■ EXCERPT TO READ ■
** BEGIN **

Opinions are a curious commodity. Everyone has the right to their own, and we are told that everyone’s is of equal value, but in practice some people’s can be dismissed and other people’s can be sold for money. Various things have been making me think about opinions recently, from marking student essays to listening to friends in the media discussing the point and function of columnists. Last week I reread this marvellously bilious extract from (Cardinal) John Henry Newman’s The Idea of a University:
Some one, however, will perhaps object that I am but advocating that spurious philosophism, which shows itself in what, for want of a word, I may call viewiness, when I speak so much of the formation, and consequent grasp, of the intellect.
“Viewiness” is a marvellous term, contrasted in Newman’s thought with the steady, thoughtful and coherent “views” which the mind can take after sufficient training and knowledge. He goes on to elaborate on the haphazard quality of “viewiness”:
An intellectual man, as the world now conceives of him, is one who is full of views on all subjects of philosophy, on all matters of the day. It is almost thought a disgrace not to have a view at a moment’s notice on any question from the Personal Advent to the Cholera or Mesmerism.
And, like a biretta’d Charlie Brooker or LRB essayist, Newman blames this on the rapid news-cycle of the 1850s:
This is owing in great measure to the necessities of periodical literature, now so much in request. Every quarter of a year, every month, every day, there must be a supply, for the gratification of the public, of new and luminous theories on the subjects of religion, foreign politics, home politics, civil economy, finance, trade, agriculture, emigration, and the colonies. Slavery, the gold fields, German philosophy, the French Empire, Wellington, Peel, Ireland, must all be practised on, day after day, by what are called original thinkers…The very nature of periodical literature, broken into small wholes, and demanded punctually to an hour, involves the habit of this extempore philosophy.
Whether or not the media are to be blame, many of us will recognise the obsession with “views” which Newman sketches with such biting energy. From Comment Is Free to the New Statesman’s satirical article on the eight opinions one could hold on the alleged ending of Page 3 in the The Sun, continual opinions on any topic seem to drive a lot of public discussion. It’s also the reason why certain people, such as the lawyer and legal commentator David Allen Green, refuse to go on programmes like Question Time, declaring that they give their informed opinions in their writing, and no-one should be interested in their uninformed opinions on topics they have no expertise in.
In the public forum, this issue of opinions is complicated by the very narrow section of our society who ever get to air their opinions in the media. Whether avowedly expert and specialised or avowedly speaking “for ordinary decent people”, those who opine in public overwhelmingly (though not universally) share a socially privileged background. (This culminated recently in Rhian E Jones’ exasperation at the spectacle of dozens of public-school-educated journalists debating the finer points of the question of class and personal achievement in the wake of James Blunt’s letter to Chris Grayling.) So “views” may be personal, but the experiences which shaped them, and the opportunities to express them whilst others are listening, are part of larger social arrangements. So “opinion” is an oddly double-edged word. In different context, and from different people, it can be used to disavow responsibility (“but that’s just my opinion”) and dismiss others’ views (“well, everyone can have an opinion”) or to exert considerable power (“a legal opinion”).

** END **

■ STATED GOAL ■
Extend the essay on opinions and Newman's "viewiness" with a further passage that begins after its final sentence.

(Items listed in a dataset)
** BEGIN **

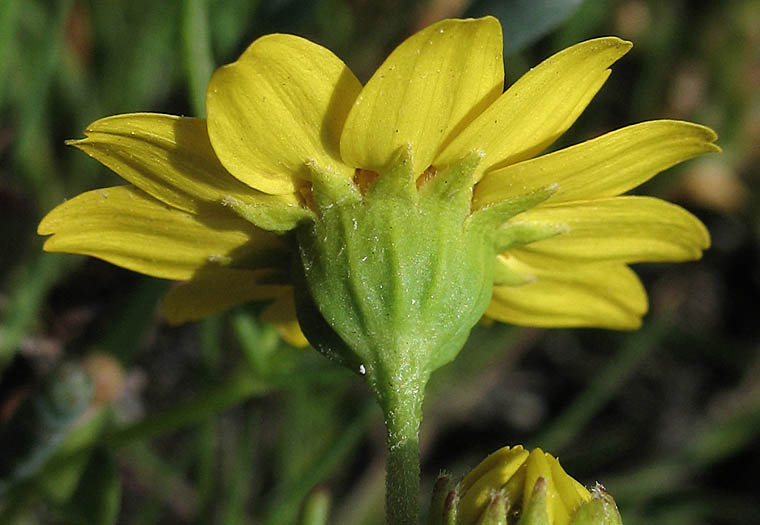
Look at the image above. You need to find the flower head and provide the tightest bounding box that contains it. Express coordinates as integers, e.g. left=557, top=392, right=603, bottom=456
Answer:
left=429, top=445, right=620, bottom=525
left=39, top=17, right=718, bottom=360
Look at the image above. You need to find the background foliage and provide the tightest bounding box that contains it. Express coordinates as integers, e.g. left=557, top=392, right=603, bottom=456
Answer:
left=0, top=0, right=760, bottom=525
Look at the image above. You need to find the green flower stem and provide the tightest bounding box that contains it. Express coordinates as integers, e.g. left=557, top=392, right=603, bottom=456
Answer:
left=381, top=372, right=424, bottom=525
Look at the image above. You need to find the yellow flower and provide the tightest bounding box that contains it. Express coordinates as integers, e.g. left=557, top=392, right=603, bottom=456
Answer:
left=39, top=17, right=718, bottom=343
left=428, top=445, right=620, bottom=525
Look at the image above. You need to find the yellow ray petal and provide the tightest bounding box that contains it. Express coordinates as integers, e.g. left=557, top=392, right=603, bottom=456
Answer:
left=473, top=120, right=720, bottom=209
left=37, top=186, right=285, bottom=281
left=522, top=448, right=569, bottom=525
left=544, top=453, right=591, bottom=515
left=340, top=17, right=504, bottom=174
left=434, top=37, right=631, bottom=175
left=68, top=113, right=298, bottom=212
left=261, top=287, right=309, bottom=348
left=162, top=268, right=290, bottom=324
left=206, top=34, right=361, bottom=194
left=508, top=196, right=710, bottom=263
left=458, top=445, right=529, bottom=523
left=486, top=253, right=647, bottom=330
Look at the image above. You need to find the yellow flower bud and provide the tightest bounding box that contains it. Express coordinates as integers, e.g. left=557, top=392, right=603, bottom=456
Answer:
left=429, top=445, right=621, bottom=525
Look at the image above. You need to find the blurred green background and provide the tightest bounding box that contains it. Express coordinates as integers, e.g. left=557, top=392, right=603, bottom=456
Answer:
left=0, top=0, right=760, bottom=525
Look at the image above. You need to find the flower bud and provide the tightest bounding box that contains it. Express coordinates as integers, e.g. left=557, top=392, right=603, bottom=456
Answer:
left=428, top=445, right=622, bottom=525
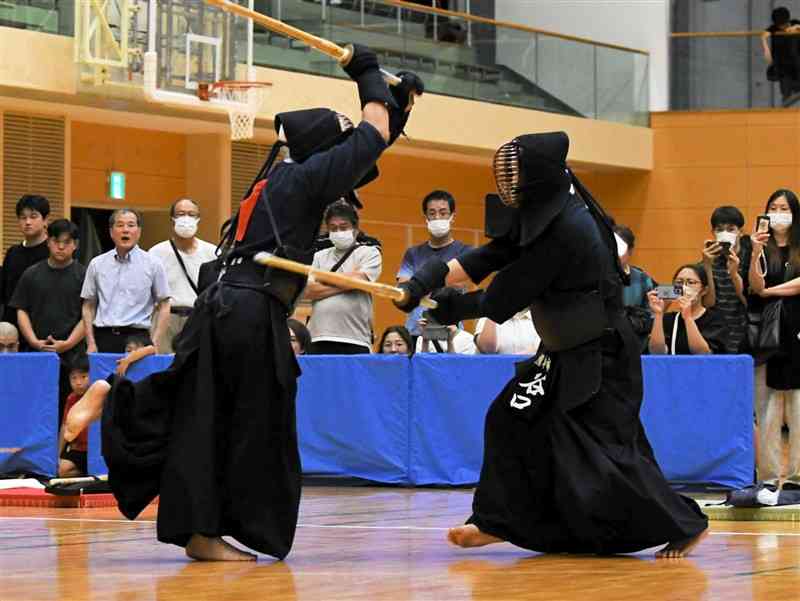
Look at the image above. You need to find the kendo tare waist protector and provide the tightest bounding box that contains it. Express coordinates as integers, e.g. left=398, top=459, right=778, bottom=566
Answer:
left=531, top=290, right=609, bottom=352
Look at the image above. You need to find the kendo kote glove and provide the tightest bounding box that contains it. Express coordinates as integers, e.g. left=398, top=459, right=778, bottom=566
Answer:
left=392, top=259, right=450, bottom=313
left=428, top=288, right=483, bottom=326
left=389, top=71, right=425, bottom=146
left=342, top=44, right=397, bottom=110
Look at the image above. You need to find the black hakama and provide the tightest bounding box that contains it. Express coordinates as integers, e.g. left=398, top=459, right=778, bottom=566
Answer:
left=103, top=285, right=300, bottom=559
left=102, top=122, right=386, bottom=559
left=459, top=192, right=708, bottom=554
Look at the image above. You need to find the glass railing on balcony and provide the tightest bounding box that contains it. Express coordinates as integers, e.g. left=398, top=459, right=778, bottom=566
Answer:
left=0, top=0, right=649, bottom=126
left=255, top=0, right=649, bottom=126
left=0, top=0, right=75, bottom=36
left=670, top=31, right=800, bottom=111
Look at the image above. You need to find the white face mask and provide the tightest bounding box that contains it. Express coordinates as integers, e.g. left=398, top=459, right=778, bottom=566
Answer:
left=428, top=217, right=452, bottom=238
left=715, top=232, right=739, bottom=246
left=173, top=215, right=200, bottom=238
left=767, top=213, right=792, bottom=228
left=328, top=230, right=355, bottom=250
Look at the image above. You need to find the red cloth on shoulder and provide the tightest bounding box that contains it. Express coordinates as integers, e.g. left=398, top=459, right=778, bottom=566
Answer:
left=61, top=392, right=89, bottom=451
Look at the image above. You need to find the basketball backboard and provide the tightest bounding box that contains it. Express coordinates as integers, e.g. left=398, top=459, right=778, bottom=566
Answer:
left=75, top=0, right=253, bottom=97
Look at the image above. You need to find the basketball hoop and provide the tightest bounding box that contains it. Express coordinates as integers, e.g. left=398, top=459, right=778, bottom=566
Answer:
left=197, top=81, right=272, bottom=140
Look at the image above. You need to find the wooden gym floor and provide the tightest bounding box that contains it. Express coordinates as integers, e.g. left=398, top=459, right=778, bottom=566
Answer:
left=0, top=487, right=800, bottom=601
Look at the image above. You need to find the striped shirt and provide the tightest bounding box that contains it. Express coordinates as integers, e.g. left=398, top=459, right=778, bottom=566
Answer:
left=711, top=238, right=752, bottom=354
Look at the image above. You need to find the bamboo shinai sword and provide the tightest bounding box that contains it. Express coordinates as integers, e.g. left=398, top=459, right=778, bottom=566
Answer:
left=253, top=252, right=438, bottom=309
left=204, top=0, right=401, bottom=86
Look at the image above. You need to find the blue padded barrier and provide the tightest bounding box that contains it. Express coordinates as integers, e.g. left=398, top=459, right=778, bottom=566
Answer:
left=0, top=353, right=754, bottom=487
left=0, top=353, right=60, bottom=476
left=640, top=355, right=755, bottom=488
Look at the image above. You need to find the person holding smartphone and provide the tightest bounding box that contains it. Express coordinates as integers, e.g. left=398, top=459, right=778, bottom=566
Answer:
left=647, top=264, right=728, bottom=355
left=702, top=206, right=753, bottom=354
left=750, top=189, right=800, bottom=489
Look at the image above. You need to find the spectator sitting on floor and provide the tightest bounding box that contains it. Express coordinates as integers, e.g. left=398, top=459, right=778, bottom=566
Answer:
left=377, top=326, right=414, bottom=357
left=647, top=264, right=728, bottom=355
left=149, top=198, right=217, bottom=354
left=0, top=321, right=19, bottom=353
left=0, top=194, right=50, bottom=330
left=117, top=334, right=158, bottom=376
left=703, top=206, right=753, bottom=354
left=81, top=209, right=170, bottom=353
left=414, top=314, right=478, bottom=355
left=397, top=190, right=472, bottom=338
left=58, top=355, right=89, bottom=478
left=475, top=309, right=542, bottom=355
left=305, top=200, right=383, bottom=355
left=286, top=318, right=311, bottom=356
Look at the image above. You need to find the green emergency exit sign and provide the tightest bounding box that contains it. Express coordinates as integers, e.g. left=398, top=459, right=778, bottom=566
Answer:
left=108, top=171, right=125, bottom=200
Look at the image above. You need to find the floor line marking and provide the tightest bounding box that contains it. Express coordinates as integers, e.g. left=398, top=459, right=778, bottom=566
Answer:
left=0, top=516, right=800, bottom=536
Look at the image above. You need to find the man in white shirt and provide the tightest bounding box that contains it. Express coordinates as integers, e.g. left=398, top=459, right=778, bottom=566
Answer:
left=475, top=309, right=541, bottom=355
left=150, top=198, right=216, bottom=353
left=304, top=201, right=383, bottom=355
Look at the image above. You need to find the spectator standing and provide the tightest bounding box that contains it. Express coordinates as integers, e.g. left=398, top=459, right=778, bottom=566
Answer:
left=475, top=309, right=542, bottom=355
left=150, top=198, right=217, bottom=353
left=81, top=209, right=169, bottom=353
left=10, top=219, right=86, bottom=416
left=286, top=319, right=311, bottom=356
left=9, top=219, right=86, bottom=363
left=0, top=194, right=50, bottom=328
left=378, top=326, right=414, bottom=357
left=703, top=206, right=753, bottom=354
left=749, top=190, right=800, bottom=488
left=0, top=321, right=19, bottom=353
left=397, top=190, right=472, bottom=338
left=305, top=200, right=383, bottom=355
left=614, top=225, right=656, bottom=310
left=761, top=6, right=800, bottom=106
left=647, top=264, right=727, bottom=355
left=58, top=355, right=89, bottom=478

** END **

■ RESULT FOR THIS EXERCISE ■
Mike Higton’s Theology of Higher Education tackles the issue of opinions in a university context, and contrasts them with the “judgement” which he advances instead of them. Students are, in his account of learning, invited to both judge and make themselves open to judgement:
In humanities disciplines like my own, this invitation can be a difficult one to convey to students who want to know what is expected of them. Students regularly ask, when preparing to write an essay, ‘Do you want me to give my own opinions?’, and will as regularly claim to have been given different answers by their various teachers: they think they have been told by some that they should keep their own ideas to themselves, by others that they should share them. Both answers are, of course, wrong: we do not want their opinions, we want their (increasingly independent, and increasingly well-formed) judgements. The difficulty is that many students arrive with plenty of opinions, but not much recognition that they might be invited to judge.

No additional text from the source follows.